DATA TO USE Block Start

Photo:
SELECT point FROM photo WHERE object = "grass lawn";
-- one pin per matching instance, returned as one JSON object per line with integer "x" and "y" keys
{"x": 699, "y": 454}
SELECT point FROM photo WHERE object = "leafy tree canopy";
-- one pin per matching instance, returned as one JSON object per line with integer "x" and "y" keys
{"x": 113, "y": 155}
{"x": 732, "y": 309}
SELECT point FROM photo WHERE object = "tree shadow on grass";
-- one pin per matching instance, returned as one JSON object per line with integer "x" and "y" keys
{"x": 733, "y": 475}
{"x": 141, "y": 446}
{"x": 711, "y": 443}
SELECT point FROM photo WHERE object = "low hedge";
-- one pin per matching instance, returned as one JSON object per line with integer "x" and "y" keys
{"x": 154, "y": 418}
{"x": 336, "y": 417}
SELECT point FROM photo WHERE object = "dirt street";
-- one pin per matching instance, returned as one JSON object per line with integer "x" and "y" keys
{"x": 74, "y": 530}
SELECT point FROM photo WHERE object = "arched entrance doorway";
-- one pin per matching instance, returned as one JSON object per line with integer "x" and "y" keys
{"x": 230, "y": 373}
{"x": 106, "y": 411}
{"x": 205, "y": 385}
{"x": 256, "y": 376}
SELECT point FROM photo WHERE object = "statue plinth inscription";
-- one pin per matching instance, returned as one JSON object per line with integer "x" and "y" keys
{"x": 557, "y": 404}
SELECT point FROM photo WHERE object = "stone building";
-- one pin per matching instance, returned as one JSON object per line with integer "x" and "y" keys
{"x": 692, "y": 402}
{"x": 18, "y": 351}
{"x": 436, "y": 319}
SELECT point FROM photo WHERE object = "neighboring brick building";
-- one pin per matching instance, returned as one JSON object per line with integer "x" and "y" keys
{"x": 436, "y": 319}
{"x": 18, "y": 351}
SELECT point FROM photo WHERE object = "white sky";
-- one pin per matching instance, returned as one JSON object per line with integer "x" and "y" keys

DATA TO USE Block End

■ PROBLEM STATEMENT ■
Reproduce the data exactly, character for character.

■ THE COMPLETED TASK ■
Photo:
SELECT point FROM photo WHERE object = "grass lawn";
-- one pin per matching instance, returned as one JSON object per line with integer "x" and "y" keys
{"x": 699, "y": 454}
SELECT point FROM photo WHERE object = "leafy tree canopy";
-- one pin per matching instance, returned as one JSON object per line with integer "x" and "y" keys
{"x": 113, "y": 155}
{"x": 732, "y": 309}
SELECT point FROM photo WHERE object = "tree shadow on grass";
-- one pin per matching instance, returned as one JSON object per line with integer "x" and "y" keys
{"x": 733, "y": 475}
{"x": 141, "y": 446}
{"x": 711, "y": 443}
SELECT point FROM photo WHERE object = "low hedge";
-- one pin per matching instance, returned as one JSON object per line with integer "x" and "y" keys
{"x": 154, "y": 418}
{"x": 336, "y": 417}
SELECT point FROM photo WHERE object = "dirt street";
-- one pin per matching instance, returned as one JSON object per line with integer "x" and "y" keys
{"x": 74, "y": 530}
SELECT point FROM photo WHERE object = "arched entrance doorway";
-- one pin per matching instance, returned as one JSON object per line with integer "x" and "y" keys
{"x": 230, "y": 373}
{"x": 106, "y": 411}
{"x": 205, "y": 385}
{"x": 256, "y": 376}
SELECT point FROM photo WHERE object = "statue plinth inscription";
-- one pin per matching instance, returned as one JSON object per line with integer "x" and "y" keys
{"x": 557, "y": 404}
SELECT point FROM photo WHERE object = "stone building";
-- one pin per matching instance, returned as one JSON object per line with integer "x" and "y" keys
{"x": 692, "y": 402}
{"x": 18, "y": 351}
{"x": 436, "y": 319}
SELECT point FROM photo WHERE object = "neighboring brick building";
-- one pin per matching instance, returned as one JSON object per line with integer "x" and "y" keys
{"x": 436, "y": 319}
{"x": 18, "y": 351}
SELECT point FROM photo WHERE object = "white sky";
-- one pin per matching instance, returned as one JSON object per line with integer "x" and "y" keys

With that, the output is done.